■ Directions ■
Copy the lines below, word for word, from the first through the line containing "Target: gray rock". Leave the pictures out.

--- Available data Enclosed Below ---

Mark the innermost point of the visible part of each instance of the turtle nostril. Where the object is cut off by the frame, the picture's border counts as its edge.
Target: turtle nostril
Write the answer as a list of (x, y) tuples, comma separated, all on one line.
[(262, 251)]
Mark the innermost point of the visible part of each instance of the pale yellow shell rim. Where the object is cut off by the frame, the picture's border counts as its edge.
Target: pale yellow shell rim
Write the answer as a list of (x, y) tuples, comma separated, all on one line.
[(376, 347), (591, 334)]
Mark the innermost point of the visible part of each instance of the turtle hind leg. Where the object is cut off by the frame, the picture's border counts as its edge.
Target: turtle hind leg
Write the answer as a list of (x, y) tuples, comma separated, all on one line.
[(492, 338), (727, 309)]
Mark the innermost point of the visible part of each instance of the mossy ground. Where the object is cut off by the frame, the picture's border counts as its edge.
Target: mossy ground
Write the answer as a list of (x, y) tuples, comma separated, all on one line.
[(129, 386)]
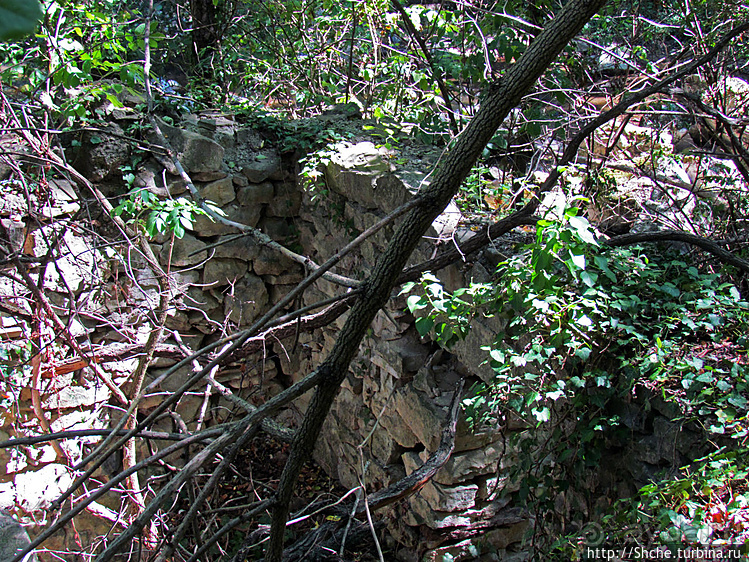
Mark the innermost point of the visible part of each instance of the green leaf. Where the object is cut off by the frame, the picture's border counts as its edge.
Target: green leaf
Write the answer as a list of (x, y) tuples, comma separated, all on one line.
[(415, 302), (18, 18), (582, 228), (424, 325)]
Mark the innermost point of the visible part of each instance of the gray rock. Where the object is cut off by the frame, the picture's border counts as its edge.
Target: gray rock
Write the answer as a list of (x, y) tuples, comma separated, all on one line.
[(277, 228), (245, 215), (240, 181), (13, 539), (220, 271), (181, 251), (237, 248), (102, 153), (209, 176), (267, 164), (421, 415), (196, 152), (246, 301), (286, 202), (256, 194), (271, 262)]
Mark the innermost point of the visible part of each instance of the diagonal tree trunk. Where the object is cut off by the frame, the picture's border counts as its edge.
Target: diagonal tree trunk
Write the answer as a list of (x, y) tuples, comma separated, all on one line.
[(500, 98)]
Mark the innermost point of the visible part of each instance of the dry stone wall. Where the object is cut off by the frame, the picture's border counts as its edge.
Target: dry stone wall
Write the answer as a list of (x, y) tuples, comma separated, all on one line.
[(393, 404)]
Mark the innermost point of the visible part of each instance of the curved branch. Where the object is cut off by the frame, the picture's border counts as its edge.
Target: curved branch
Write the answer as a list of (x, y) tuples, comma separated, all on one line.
[(706, 244)]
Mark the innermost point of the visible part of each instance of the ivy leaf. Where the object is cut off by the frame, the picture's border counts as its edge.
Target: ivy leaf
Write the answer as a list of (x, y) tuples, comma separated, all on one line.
[(18, 18), (582, 228)]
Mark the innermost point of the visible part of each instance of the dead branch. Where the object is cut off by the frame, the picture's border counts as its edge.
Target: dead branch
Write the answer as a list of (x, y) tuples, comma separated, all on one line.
[(706, 244)]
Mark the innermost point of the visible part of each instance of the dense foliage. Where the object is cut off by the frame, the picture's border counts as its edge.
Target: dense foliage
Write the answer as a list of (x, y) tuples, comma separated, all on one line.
[(588, 327)]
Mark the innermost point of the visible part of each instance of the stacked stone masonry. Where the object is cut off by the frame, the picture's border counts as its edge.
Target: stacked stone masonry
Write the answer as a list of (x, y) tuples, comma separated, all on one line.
[(392, 407)]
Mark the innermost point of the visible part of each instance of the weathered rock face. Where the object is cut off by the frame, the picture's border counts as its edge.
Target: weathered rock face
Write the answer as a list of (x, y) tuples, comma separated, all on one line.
[(396, 395)]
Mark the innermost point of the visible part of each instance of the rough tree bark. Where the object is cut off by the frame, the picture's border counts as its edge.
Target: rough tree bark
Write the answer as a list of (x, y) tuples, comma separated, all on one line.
[(500, 98)]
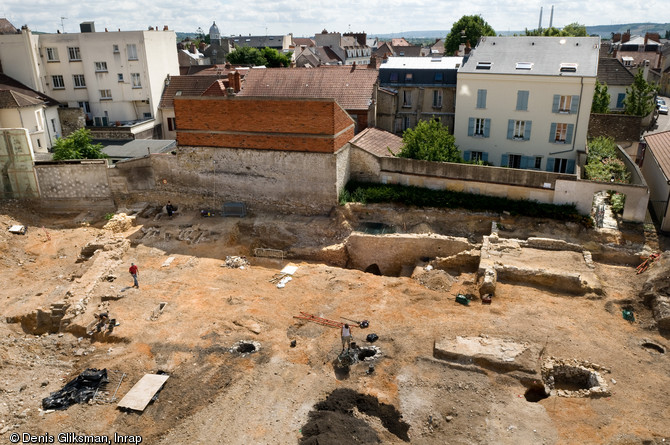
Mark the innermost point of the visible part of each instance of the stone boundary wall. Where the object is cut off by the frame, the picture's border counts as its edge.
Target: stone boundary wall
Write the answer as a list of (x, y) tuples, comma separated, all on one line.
[(292, 182), (621, 127), (74, 186)]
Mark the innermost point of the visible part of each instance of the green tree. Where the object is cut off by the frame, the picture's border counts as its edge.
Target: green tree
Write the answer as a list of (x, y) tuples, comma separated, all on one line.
[(77, 146), (246, 55), (275, 59), (571, 30), (473, 25), (574, 30), (430, 141), (639, 99), (601, 99)]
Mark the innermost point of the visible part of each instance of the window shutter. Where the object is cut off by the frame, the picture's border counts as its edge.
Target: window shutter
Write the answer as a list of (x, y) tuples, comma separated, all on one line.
[(568, 135), (522, 100), (481, 98), (550, 164), (574, 105), (526, 131), (619, 100), (552, 132)]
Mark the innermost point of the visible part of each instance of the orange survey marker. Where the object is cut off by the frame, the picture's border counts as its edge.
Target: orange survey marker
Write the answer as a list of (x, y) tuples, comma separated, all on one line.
[(319, 320), (646, 264)]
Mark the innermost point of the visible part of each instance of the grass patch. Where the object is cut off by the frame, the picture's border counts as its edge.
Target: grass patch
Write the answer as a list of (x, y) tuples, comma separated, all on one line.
[(365, 192)]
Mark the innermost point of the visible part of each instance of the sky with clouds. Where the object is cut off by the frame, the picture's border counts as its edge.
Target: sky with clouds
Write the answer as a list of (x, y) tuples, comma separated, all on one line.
[(307, 17)]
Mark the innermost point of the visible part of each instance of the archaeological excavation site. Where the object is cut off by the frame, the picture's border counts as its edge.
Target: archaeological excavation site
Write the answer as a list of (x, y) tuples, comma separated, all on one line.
[(467, 328)]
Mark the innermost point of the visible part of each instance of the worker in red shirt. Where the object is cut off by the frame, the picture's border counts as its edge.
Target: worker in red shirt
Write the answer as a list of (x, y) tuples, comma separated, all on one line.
[(134, 272)]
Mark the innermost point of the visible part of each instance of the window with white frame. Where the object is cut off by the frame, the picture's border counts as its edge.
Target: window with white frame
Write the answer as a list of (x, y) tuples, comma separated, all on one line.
[(437, 99), (79, 81), (479, 126), (560, 165), (519, 129), (132, 51), (38, 120), (52, 55), (74, 53), (565, 104), (57, 82), (514, 161), (561, 133), (406, 98)]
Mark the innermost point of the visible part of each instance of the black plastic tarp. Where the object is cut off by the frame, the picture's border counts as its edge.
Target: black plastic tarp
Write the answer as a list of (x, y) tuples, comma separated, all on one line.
[(80, 390)]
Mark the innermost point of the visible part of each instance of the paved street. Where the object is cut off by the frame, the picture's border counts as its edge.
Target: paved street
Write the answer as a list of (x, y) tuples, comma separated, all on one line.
[(663, 122)]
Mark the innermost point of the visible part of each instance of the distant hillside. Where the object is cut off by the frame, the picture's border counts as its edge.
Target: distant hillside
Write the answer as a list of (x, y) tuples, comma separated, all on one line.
[(604, 31), (635, 28)]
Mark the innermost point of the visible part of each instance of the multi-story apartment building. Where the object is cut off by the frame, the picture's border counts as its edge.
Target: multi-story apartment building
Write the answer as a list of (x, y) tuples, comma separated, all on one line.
[(416, 88), (524, 102), (115, 77)]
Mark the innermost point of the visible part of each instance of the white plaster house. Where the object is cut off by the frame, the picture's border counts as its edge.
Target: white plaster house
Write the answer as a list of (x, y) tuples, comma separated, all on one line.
[(23, 107), (112, 76), (524, 102)]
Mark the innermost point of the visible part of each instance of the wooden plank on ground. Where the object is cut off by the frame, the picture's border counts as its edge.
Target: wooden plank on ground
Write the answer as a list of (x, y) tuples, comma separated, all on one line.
[(140, 395)]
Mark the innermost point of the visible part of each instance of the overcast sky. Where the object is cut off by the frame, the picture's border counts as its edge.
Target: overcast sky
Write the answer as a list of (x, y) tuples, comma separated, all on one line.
[(307, 17)]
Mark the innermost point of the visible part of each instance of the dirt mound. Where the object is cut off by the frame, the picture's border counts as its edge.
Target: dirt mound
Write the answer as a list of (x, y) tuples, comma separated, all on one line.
[(119, 223), (656, 291), (435, 279), (333, 422)]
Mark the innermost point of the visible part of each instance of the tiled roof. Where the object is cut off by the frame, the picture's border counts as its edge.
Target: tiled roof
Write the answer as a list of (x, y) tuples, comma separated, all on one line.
[(612, 72), (15, 94), (299, 41), (659, 144), (327, 55), (218, 88), (400, 42), (351, 87), (6, 27), (185, 86), (378, 142), (637, 58)]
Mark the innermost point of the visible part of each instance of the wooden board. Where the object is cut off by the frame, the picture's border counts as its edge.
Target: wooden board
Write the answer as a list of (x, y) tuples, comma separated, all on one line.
[(140, 395)]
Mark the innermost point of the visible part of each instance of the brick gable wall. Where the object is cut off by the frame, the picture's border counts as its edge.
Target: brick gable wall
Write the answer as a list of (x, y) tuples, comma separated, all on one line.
[(309, 125)]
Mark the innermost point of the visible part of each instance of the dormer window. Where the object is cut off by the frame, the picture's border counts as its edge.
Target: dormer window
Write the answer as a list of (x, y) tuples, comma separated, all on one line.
[(568, 67)]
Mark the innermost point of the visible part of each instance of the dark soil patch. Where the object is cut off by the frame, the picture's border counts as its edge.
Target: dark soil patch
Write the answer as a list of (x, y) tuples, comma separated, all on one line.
[(332, 421)]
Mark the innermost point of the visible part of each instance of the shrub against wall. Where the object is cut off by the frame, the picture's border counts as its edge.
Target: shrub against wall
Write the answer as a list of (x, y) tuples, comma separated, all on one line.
[(602, 162)]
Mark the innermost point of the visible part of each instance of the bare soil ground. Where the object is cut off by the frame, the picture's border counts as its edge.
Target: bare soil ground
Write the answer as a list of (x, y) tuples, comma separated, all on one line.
[(281, 394)]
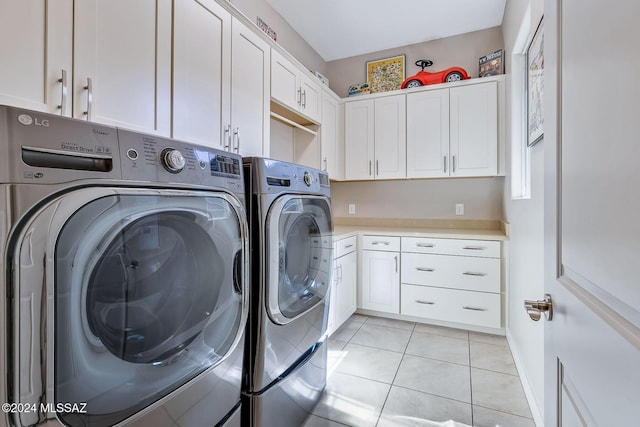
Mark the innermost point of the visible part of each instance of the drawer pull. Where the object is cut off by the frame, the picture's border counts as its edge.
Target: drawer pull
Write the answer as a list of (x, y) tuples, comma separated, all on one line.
[(466, 307), (425, 245)]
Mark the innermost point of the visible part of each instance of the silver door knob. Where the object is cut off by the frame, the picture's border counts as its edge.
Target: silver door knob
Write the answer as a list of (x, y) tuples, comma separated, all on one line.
[(536, 308)]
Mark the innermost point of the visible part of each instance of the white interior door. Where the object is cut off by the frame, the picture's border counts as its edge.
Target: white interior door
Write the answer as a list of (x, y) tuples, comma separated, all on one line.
[(592, 344)]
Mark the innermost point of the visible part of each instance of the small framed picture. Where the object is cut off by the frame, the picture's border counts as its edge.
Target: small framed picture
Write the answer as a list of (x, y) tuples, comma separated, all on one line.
[(385, 74), (535, 87)]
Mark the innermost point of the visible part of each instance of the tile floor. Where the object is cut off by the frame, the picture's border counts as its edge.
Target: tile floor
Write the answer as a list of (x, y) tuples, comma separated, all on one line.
[(386, 373)]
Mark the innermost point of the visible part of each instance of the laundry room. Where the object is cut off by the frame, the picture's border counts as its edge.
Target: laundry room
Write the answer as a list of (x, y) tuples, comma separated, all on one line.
[(285, 213)]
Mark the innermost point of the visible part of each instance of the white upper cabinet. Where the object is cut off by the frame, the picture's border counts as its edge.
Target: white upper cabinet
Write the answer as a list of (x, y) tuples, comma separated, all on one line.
[(359, 139), (201, 73), (375, 139), (440, 132), (390, 137), (122, 63), (474, 130), (293, 89), (36, 55), (69, 59), (250, 77), (428, 134)]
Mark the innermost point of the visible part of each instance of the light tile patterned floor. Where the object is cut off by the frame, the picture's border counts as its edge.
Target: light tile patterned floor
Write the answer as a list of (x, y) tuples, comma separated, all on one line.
[(388, 373)]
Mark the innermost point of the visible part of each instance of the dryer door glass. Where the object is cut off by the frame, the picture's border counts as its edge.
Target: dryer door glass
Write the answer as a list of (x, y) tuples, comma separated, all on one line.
[(304, 254), (149, 293)]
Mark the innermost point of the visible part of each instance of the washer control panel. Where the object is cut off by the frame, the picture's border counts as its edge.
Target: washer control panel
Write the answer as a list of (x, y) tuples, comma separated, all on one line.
[(172, 160), (153, 158)]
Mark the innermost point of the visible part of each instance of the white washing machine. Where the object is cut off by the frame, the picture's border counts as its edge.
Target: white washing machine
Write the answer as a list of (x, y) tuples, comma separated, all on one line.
[(291, 244), (125, 275)]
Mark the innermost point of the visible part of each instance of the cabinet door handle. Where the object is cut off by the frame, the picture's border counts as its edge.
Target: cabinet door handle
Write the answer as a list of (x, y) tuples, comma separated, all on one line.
[(474, 273), (425, 245), (89, 89), (63, 92), (466, 307), (236, 136)]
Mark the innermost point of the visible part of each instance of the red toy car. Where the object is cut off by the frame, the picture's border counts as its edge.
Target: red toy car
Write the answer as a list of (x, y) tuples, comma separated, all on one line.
[(453, 74)]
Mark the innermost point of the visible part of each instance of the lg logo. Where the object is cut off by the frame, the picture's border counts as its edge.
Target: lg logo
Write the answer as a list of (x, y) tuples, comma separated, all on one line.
[(27, 120)]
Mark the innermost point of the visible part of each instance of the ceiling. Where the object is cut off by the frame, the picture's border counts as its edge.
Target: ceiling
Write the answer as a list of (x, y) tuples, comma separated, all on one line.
[(339, 29)]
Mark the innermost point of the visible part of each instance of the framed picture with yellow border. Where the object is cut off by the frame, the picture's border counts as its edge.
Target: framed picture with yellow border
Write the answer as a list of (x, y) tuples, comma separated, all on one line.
[(386, 74)]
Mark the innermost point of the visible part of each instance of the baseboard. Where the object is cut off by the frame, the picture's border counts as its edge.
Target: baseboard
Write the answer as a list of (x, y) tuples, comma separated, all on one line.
[(536, 413)]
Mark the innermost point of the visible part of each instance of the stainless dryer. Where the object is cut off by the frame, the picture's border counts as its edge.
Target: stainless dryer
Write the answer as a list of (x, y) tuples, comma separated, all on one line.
[(291, 254), (125, 263)]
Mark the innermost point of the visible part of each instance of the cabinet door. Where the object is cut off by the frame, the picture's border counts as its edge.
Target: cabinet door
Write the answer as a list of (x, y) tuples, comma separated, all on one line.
[(311, 98), (122, 63), (359, 139), (250, 71), (36, 50), (381, 281), (474, 130), (346, 285), (390, 137), (201, 73), (285, 86), (428, 134), (330, 141)]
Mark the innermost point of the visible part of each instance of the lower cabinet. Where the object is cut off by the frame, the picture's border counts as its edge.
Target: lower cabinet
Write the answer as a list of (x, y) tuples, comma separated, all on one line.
[(446, 280), (342, 303), (451, 305), (380, 285), (452, 280)]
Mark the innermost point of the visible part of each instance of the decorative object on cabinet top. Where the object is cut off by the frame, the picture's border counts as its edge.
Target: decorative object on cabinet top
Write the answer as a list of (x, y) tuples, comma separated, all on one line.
[(491, 64), (424, 78), (386, 74)]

--- End of Enclosed Available data ---

■ Output below ■
Mark the innermost point of the visible part of each instance of the turtle nostril. Where the object is cut off by the frame, the picture's border counts as its edge.
Target: turtle nostril
Write the answer as a list of (x, y) tuples, comma separated, all on one line.
[(262, 251)]
Mark the innermost point of the visible part of each instance of the pale yellow shell rim. Where the object is cut off by the frame, the picture's border counts as its edge.
Target: pale yellow shell rim
Write the answer as a list of (x, y) tuples, comma separated, all on one line.
[(376, 347), (591, 334)]
Mark the innermost point of the visible part of each instance of the turtle hind leg. Where the object is cut off by the frame, the picture's border counts as its edge.
Target: turtle hind leg
Write the answer as a list of (x, y) tuples, comma separated, all on one line.
[(492, 338), (727, 309)]
Mark the innermost point of the visible part of each instance of the mossy ground. Where the object is cut off by the frame, the picture's border counts as its edge.
Target: mossy ground
Write the answer as a list of (x, y) tuples, comma separated, all on one line.
[(129, 386)]
Mark the innermost point of the visible part of each instance of the green leaf. Where the object is cut off by the frame, the picture's border counts as its edge.
Target: green leaf
Write the answer as a list of (x, y) tuples, comma separated, all on one line.
[(415, 302), (18, 18), (582, 228), (424, 325)]
Mark the innermost point of the visible part of each instance of the gray rock. Where the object is cut off by the frame, the picture's border counts as its edge.
Target: gray rock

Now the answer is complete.